Задания →
[1] Укажите по отрывку о биографии поэта Адониса, на какой факультет Дамасского университета поступил Али.
[2] Допишите отрывок о биографии поэта Адониса, начав сразу после его последнего предложения.

Отрывок →
Поэтическая карьера Али началась блестяще: пятнадцатилетним юношей он прочел одно из своих стихотворений перед президентом только что основанной Сирийской республики. И президент, как в арабской сказке, спросил юного Али, что же он хочет за это, а тот ответил: «Я хочу только учиться». Так он стал студентом Французского лицея в Тартусе, который, правда, скоро закрылся: после двадцати лет под французским мандатом, то есть фактически внешним колониальным управлением, новое сирийское правительство не питало теплых чувств к французским организациям. Тем не менее Али продолжил образование в других школах и затем поступил в Дамасский университет на факультет философии и права.

Все это время он активно писал стихи, но до поры стихи юного поэта не принимали в журналах: после отмены французского мандата новая сирийская культура была на подъеме, и, как часто бывает в такие времена, редакции были завалены рукописями множества восторженных авторов, в том числе куда более маститых, чем юный провинциал Али Эсбер. Тогда юный поэт придумал хитрый трюк: он начал подписывать стихи именем Адонис, и это сразу привлекло внимание. Может быть, дело было в том, что в сирийской литературе тех лет редко использовались псевдонимы, а может, в том, что поэт таким образом подобрал рифму к эпохе, ведь Адонис почитался у древних финикийцев как умирающий и воскресающий бог весны, а интерес к доисламской семитской древности в это время становится повсеместным в регионе.

Когда Али исполнилось двадцать лет, вышел и его первый сборник стихов, еще вполне классических и подражательных, с трудом отличимых от всей остальной поэтической продукции того времени. После окончания университета его призвали на военную службу, и на этом краткий роман поэта с сирийским государством заканчивается вместе со спокойной жизнью. Очень скоро молодого поэта арестовывают как члена Сирийской национал-социалистической партии: партия протестовала против европейской колонизации восточного Средиземноморья, расчленения стран региона на множество карликовых государств и стремилась объединить их все под знаменами Великой Сирии. Этот проект, во многом вдохновленный тем преобразованием Египта, которое чуть раньше пытался воплотить в жизнь президент Гамаль Абдель Нассер, явно был не ко времени и, главное, открыто противоречил интересам местных элит. Однако даже в тюрьме Адонис провел время с пользой, познакомившись там с одним из будущих ближайших сподвижников по поэтическому творчеству Мухаммадом Аль-Магутом, который записывал свои первые стихи на бумажках для сигарет-самокруток и декламировал их соседям по камере.

Записи из набора данных
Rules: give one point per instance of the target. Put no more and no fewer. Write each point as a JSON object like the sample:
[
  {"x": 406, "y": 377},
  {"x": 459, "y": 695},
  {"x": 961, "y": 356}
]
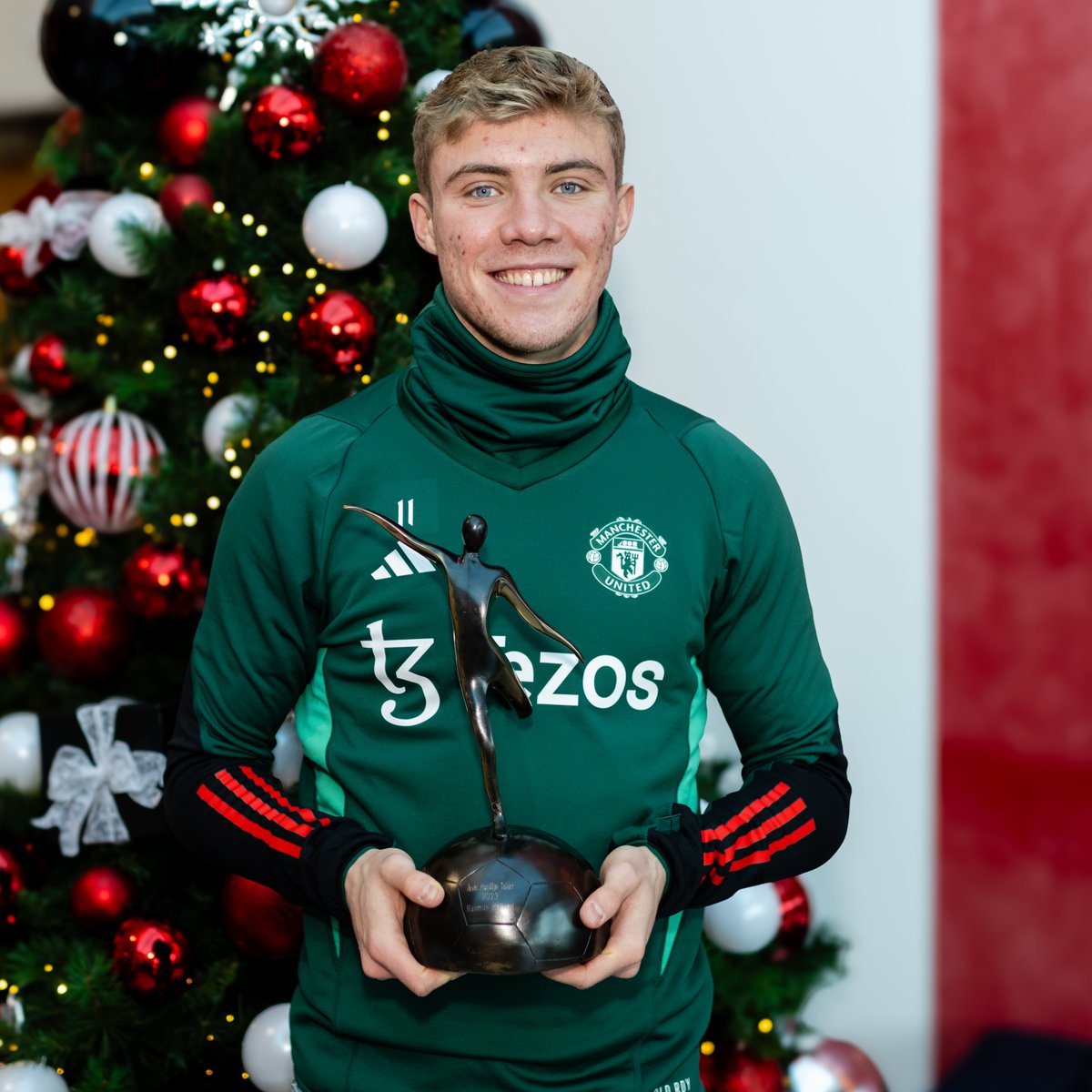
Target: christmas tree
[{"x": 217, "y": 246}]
...
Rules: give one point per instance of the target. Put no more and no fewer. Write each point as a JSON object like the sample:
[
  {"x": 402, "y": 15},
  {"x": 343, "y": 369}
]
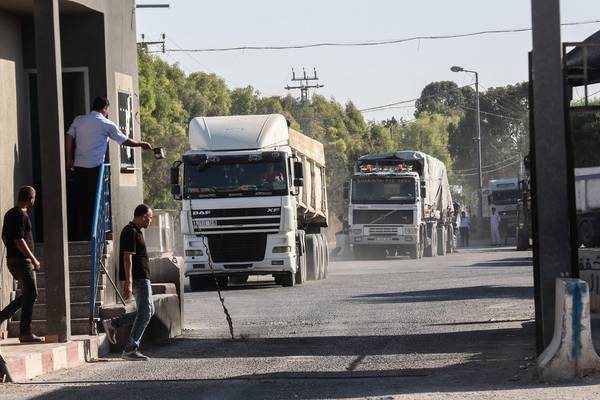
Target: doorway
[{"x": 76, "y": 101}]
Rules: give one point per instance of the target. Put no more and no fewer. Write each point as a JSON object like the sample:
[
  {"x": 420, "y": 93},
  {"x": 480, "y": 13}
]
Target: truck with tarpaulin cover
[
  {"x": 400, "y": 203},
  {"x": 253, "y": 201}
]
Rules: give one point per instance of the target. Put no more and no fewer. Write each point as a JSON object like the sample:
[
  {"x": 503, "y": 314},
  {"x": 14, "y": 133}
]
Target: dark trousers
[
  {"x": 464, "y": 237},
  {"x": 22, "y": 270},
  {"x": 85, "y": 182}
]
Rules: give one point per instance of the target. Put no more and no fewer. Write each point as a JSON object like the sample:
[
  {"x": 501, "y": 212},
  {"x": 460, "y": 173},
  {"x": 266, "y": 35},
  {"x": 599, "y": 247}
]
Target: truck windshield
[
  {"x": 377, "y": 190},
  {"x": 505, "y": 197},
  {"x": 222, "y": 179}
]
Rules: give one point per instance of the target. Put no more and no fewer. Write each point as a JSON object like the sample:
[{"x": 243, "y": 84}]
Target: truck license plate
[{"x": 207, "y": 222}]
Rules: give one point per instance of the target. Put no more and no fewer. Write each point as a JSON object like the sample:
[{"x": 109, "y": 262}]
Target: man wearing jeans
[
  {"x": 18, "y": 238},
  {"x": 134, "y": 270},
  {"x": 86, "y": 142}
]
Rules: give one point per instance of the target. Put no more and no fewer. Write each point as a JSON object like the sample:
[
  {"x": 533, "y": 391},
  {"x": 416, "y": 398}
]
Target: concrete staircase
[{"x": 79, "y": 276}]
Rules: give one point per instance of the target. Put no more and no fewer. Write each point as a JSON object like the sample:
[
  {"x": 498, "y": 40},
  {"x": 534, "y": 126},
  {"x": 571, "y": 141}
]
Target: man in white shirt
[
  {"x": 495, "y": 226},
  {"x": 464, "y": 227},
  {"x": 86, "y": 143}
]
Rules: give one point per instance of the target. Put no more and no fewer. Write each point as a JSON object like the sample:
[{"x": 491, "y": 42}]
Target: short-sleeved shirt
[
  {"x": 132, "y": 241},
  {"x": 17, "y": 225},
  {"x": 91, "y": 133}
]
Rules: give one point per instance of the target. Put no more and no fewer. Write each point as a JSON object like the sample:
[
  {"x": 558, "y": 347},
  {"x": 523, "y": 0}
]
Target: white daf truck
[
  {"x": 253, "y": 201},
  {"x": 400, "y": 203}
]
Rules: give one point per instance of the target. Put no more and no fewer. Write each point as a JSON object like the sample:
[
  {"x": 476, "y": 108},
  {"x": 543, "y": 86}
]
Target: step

Ответы по заданиям →
[1] На факультет философии и права.

[2]
Заключение было недолгим, но после него Адонис был вынужден покинуть Сирию. Он находит прибежище там же, где и почти все поэтические и политические диссиденты того времени – в Бейруте, приморском городе, расположенном всего лишь в ста километрах от Дамаска, но живущим совсем другой, куда более космополитичной и открытой, жизнью. Именно с Бейрутом и, шире, с Ливаном связан наиболее продуктивный период в творчестве Адониса: здесь он встречает своих главных единомышленников – старшего поэта Юсуфа Аль-Халя и младшего Унси Аль-Хаджа, с которыми в 1957 году они учреждают журнал под лаконичным названием «Поэзия». Следующие десять лет жизни Адониса проходят под знаменем этого журнала, который становится местом встречи поэзии Запада и Востока, ближневосточной и европейской культуры.

Несмотря на то что новая поэзия часто подвергается нападкам и со стороны поэтических традиционалистов, и со стороны тех, кто обвиняет ее в безразличии к политическим проблемам арабских стран, в эти годы Адониса можно считать признанным лидером поколения. Он бывает в Париже и других европейских и ближневосточных странах, преподает арабскую литературу в Ливанском университете и в общем-то ведет вполне благополучную жизнь, выпуская сборник за сборником и активно публикуя в прессе заметки как о европейской, так и об арабской культуре, стремясь подчеркнуть их глубинное родство.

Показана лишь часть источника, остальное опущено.